What you have to do
Every record below needs to be set down exactly. Pictures do not belong in the copy.

___ Material for the task

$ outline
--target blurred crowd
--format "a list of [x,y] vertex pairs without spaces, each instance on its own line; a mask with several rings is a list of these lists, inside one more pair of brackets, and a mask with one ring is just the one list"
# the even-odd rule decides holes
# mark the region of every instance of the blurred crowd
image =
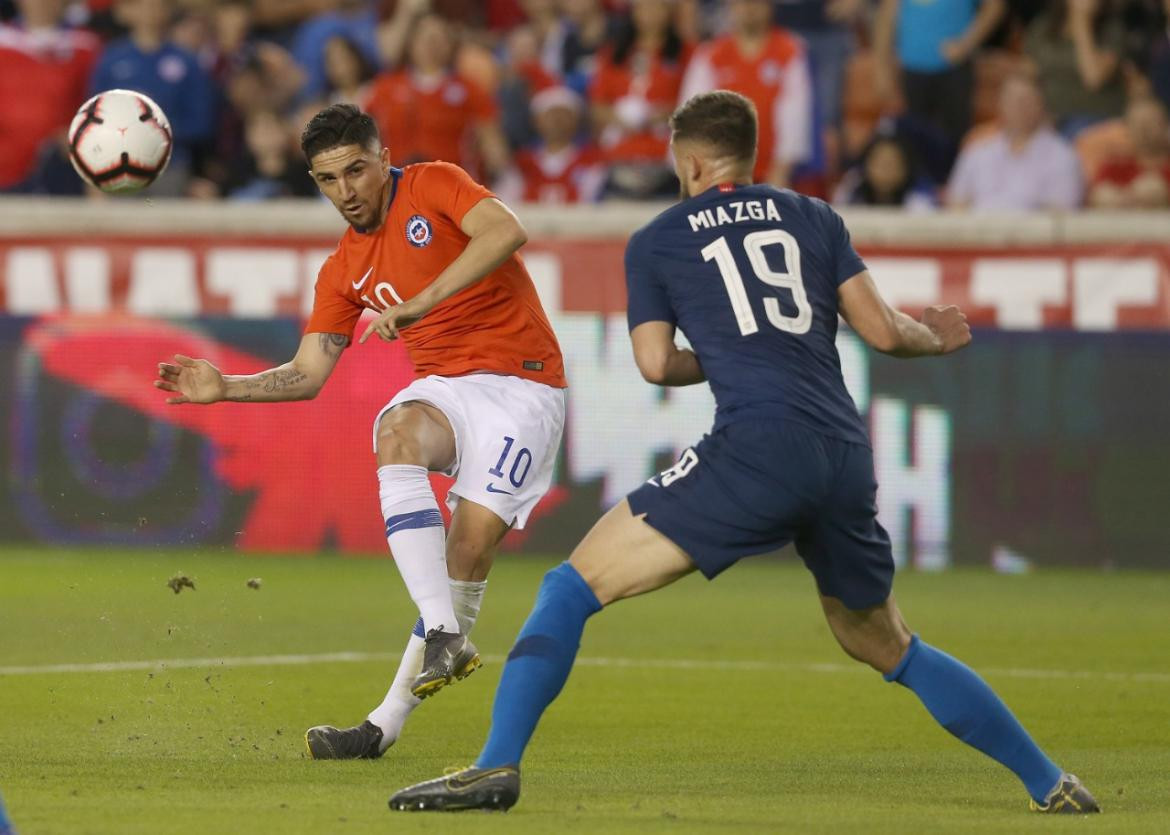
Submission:
[[1170,0],[0,0],[0,192],[80,194],[66,128],[170,118],[153,193],[313,197],[298,137],[354,102],[393,161],[509,201],[677,190],[667,118],[760,116],[759,181],[839,204],[1170,206]]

______

Solved problem
$ outline
--target blurred crowd
--format "a list of [x,y] vertex pairs without spaces, each instance on its own line; a mask with several rings is a list of these lists, inside one more pair of brackets, and a mask with one ring is just the one list"
# the even-odd rule decides holes
# mark the region of every instance of the blurred crowd
image =
Submission:
[[1170,0],[0,0],[0,192],[80,194],[66,128],[170,118],[153,193],[313,197],[298,137],[354,102],[393,161],[509,201],[677,190],[667,118],[760,116],[759,181],[839,204],[1170,206]]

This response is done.